Task to complete — Take the line that contains "Camera-trap review: tag the barn overhang" as the first and the last line of the material as the final one; set down exactly the lines in that span.

* BEGIN *

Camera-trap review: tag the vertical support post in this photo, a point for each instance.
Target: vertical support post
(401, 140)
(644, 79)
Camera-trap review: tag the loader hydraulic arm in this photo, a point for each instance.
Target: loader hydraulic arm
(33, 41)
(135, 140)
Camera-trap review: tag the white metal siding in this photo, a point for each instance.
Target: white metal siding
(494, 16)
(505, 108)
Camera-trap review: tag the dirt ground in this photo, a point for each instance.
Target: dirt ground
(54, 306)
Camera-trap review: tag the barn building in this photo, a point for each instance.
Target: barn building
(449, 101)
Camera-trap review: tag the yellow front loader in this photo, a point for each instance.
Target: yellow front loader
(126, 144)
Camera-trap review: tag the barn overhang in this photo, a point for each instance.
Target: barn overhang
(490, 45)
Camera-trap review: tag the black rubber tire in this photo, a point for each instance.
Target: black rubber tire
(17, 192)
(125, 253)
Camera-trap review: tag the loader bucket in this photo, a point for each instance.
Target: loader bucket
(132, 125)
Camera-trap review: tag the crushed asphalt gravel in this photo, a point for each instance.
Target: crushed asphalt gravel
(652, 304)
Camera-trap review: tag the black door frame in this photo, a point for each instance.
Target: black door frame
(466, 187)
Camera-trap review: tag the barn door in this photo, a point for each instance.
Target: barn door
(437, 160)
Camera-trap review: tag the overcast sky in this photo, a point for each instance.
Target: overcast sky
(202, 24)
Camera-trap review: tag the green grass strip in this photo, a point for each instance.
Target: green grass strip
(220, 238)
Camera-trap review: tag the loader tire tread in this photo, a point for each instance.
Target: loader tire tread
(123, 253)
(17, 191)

* END *

Exercise response —
Camera-trap review: tag the barn overhang in this photo, a point for each instance.
Target: barn overhang
(490, 45)
Camera-trap review: tag the black rubber tire in this photo, a point for each instance.
Target: black rubber tire
(17, 192)
(125, 253)
Camera-trap review: tag the loader bucket in this photo, a point for each instance.
Target: loader bucket
(132, 125)
Camera-trap review: tag the crushed asphalt gravel in this photo, a point for each instance.
Target: crushed asphalt gravel
(652, 304)
Camera-trap review: tag the black door frame in this photo, a point for each instance.
Target: black door frame
(466, 187)
Camera-trap review: tag the barn door in this photo, a point for each instance.
Target: barn door
(437, 160)
Camera-trap review: tag the overcast sky in this photo, a point for each instance.
Target: overcast sky
(202, 24)
Camera-trap review: tag the green grass strip in this photo, a point for each instance.
Target: green grass strip
(220, 238)
Camera-trap review: tag the loader tire tread in this photo, a point for each instance.
Target: loader tire tread
(123, 253)
(17, 191)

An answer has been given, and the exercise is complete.